- _AIM_: Transcribe precisely those lines of the listing that fall between the line containing "Exercise. Locate the fungus" and the last line, inclusive of both.

--*--

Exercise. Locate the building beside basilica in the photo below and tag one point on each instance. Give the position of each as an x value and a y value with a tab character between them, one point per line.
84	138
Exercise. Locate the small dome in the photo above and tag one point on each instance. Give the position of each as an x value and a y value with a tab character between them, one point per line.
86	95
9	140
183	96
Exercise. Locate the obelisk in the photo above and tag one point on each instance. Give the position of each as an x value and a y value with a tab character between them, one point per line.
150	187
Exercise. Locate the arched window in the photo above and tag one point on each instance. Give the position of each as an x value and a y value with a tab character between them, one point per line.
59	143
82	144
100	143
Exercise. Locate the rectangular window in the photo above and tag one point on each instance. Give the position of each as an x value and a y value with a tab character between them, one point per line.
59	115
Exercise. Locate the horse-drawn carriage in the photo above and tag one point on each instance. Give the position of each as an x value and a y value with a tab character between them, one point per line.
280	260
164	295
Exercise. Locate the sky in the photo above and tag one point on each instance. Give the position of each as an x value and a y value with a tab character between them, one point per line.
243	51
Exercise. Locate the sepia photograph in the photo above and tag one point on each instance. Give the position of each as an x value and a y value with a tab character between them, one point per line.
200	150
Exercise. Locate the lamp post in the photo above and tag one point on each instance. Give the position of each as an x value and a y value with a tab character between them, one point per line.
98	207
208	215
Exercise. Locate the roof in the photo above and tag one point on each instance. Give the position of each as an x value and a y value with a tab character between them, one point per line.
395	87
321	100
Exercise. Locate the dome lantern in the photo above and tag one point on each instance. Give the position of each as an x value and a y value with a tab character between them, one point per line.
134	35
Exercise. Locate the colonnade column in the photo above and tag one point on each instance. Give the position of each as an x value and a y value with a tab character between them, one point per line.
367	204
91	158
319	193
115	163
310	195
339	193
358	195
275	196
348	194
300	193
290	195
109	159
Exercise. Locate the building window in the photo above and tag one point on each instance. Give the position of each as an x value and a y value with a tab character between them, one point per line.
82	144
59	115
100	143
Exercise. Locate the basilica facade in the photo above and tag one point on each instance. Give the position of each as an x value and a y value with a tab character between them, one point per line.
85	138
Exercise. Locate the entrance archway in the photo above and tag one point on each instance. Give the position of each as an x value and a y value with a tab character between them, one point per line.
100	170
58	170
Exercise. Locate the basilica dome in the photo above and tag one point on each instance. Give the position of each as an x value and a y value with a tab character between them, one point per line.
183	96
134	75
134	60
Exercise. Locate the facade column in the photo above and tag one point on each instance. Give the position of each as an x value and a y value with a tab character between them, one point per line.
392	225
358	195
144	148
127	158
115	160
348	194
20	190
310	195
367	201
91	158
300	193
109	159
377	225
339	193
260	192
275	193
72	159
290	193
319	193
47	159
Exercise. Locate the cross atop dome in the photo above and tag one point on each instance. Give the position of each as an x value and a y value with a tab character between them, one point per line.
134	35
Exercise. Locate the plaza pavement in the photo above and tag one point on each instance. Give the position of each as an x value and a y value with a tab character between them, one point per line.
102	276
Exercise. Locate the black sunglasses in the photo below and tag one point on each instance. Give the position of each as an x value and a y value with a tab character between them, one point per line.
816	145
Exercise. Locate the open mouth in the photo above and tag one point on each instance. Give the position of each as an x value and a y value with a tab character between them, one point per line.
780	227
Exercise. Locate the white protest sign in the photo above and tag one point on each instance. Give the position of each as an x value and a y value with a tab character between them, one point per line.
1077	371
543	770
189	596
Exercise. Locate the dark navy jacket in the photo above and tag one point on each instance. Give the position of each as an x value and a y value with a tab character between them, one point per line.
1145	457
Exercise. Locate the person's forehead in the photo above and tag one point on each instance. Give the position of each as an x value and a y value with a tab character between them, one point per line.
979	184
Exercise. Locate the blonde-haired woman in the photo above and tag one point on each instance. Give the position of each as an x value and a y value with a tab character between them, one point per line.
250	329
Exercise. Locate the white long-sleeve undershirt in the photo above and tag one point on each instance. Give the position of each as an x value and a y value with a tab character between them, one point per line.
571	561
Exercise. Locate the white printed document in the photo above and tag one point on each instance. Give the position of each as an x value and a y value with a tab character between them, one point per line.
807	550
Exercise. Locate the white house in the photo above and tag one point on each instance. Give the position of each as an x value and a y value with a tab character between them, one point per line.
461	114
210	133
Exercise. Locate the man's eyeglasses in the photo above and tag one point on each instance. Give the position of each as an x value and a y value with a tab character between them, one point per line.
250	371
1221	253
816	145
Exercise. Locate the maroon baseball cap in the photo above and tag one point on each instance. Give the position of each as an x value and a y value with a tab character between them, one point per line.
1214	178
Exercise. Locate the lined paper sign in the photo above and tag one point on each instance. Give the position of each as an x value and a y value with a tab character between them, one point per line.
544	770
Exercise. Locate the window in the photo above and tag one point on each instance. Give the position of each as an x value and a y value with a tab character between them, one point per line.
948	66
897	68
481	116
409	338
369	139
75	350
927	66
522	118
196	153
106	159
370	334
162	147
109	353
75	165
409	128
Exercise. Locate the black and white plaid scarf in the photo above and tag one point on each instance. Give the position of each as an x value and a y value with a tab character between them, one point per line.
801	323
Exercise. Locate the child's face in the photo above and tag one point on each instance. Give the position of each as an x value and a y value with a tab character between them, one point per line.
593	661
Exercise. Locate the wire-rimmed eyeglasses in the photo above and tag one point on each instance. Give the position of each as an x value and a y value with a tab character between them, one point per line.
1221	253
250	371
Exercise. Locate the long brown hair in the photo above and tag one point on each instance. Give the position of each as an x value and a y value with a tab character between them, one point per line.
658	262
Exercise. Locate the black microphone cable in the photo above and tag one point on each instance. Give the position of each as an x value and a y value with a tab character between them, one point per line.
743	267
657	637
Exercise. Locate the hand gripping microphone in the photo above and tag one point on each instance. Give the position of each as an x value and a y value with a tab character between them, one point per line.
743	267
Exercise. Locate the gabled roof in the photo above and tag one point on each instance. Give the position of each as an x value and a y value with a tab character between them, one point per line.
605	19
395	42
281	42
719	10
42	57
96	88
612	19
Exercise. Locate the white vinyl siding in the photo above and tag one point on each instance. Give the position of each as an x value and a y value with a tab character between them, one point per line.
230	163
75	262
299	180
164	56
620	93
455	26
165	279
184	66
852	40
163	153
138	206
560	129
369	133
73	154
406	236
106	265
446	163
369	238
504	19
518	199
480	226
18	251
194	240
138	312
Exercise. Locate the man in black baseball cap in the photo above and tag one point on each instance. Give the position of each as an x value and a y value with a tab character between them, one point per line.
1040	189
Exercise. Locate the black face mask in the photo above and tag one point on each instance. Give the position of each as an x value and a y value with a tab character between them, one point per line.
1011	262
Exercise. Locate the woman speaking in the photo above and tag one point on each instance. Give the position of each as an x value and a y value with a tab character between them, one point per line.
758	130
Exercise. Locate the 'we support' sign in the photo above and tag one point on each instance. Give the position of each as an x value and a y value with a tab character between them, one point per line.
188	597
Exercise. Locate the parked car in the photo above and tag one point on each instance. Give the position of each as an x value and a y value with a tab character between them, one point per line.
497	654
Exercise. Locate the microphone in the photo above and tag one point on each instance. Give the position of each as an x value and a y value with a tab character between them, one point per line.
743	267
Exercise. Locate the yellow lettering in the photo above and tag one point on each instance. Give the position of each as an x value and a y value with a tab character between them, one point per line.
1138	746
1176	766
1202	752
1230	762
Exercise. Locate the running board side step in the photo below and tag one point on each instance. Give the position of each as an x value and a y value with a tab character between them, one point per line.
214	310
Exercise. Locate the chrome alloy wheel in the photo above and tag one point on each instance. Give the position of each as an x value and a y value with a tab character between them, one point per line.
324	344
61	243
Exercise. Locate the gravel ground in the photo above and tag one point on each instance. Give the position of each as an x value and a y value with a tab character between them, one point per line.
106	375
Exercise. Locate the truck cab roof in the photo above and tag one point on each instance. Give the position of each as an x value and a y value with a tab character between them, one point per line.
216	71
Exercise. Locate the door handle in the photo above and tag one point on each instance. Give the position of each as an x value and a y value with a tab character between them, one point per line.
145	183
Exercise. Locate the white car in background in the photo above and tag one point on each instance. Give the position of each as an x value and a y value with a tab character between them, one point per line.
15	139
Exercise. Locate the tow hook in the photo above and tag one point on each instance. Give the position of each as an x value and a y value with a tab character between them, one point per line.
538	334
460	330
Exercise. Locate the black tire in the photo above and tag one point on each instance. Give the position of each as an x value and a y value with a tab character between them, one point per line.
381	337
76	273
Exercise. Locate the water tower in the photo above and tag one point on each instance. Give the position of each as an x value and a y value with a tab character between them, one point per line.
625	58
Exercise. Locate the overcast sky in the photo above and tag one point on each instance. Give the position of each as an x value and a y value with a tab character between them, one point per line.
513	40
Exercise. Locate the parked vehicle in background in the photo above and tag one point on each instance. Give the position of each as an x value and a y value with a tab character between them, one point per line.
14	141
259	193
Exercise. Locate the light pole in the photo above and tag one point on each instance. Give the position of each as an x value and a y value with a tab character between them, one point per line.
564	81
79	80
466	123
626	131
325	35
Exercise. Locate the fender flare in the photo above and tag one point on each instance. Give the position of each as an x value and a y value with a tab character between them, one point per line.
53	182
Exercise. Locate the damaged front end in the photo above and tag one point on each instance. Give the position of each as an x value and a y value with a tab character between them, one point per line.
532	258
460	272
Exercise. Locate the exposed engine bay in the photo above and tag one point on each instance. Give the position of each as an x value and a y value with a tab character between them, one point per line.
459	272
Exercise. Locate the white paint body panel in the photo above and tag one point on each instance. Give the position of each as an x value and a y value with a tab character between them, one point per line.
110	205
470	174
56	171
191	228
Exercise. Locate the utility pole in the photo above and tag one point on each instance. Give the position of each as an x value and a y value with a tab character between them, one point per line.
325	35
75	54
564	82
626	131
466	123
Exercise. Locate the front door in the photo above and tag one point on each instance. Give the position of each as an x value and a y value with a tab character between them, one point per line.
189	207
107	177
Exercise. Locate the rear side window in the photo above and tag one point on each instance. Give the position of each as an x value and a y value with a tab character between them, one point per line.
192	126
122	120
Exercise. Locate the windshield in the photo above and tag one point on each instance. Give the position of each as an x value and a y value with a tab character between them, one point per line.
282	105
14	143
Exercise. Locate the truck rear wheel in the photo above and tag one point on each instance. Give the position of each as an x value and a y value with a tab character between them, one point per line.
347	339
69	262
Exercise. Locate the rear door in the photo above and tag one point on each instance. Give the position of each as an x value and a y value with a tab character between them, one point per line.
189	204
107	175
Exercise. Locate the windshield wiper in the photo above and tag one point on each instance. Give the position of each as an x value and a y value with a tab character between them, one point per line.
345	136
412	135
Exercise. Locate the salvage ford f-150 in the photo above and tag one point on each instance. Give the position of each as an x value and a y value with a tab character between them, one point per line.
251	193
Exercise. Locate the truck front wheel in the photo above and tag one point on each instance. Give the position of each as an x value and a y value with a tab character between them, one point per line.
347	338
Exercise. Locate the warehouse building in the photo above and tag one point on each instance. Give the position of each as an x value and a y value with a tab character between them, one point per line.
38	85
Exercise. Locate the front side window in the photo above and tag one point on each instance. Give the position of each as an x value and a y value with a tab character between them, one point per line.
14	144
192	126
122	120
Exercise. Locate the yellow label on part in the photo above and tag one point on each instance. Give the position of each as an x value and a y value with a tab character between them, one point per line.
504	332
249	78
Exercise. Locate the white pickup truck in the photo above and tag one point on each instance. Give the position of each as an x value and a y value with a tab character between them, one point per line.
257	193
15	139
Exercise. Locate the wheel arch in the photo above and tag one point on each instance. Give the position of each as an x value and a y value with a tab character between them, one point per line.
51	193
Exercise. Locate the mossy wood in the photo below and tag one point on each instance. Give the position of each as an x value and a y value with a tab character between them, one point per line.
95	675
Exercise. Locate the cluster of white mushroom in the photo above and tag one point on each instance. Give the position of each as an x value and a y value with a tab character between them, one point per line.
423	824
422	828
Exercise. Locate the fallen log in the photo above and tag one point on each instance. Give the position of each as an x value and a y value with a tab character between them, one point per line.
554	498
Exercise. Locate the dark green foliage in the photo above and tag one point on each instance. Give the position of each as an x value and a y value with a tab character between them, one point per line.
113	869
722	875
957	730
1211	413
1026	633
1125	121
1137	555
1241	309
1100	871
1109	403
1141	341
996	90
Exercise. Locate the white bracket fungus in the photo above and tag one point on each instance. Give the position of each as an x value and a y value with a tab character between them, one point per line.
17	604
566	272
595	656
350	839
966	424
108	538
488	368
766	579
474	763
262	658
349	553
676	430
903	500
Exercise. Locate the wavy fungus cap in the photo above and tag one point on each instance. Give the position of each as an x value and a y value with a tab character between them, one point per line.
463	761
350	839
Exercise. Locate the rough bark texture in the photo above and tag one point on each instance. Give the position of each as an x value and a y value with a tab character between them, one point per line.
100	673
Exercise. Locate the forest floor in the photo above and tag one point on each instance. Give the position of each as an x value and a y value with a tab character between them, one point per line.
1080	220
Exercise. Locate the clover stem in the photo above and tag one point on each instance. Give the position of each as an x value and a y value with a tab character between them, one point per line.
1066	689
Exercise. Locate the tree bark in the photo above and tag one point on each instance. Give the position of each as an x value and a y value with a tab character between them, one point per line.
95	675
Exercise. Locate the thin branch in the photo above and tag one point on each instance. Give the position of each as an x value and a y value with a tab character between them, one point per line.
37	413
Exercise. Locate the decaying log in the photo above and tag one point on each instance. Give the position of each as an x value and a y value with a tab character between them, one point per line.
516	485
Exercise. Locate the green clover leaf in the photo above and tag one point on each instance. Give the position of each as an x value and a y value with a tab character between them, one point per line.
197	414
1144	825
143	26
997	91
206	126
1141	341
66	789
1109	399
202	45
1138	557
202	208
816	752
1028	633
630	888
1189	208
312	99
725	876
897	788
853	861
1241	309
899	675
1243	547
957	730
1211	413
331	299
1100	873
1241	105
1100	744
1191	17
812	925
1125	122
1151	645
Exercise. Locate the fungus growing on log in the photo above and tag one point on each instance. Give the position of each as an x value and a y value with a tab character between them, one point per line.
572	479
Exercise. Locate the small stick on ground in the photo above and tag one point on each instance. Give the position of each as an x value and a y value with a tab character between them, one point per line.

--*--

- _OUTPUT FOR THIS TASK_:
Exercise. Locate the fungus growing on log in the photo above and tag one point on each instance. Give the position of each as an x value and a y value with a tab character between them, one point per line.
572	479
Exercise. Locate the small stick on ground in the photo above and tag one point on each instance. Give the position of each as an x value and a y value with a tab character between them, one point per line.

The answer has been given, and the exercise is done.